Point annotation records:
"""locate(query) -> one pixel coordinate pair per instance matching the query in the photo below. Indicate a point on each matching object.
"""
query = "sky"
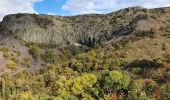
(73, 7)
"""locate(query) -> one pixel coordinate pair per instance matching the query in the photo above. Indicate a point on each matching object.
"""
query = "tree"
(116, 80)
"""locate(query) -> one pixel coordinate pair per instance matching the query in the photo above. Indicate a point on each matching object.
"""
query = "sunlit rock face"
(84, 29)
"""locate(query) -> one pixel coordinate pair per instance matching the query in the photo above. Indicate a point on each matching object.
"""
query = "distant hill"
(86, 29)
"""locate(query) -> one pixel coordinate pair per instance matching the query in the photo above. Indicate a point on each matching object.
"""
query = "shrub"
(165, 91)
(49, 56)
(11, 64)
(34, 51)
(117, 80)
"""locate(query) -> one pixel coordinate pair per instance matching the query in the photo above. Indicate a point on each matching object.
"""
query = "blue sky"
(73, 7)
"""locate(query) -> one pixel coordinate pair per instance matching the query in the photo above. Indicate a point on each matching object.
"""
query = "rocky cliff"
(85, 29)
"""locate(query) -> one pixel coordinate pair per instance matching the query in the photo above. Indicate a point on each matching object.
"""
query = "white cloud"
(104, 6)
(16, 6)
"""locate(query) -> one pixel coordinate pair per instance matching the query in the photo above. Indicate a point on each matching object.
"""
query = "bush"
(34, 51)
(11, 64)
(117, 80)
(165, 91)
(49, 56)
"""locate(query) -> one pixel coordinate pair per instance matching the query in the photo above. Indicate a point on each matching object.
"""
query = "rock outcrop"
(84, 29)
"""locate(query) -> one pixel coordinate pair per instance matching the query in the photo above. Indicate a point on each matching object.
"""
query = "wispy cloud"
(104, 6)
(16, 6)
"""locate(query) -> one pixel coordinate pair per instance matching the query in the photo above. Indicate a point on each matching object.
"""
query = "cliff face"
(85, 29)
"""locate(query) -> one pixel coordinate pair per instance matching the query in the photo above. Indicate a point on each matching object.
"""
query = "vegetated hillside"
(120, 55)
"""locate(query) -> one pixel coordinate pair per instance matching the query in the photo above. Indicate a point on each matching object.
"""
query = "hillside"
(116, 56)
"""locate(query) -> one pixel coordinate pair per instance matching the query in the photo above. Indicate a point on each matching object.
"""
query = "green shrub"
(49, 56)
(34, 51)
(11, 64)
(117, 80)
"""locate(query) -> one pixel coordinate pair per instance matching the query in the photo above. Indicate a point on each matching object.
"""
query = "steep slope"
(85, 29)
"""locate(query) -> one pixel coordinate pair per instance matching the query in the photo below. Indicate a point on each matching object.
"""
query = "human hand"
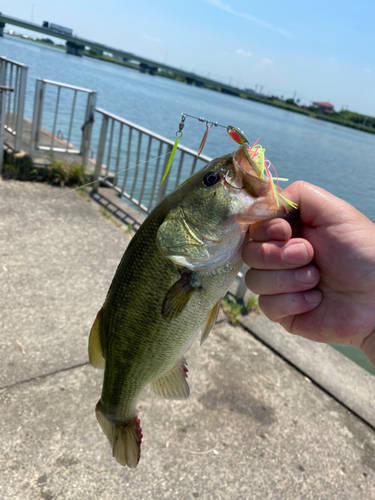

● **Written problem**
Select every line in the records above that contains the string "hillside", treating uppercase and lowercase as different.

● **Result of this exercise**
query = "vegetated hillside"
query = "hillside"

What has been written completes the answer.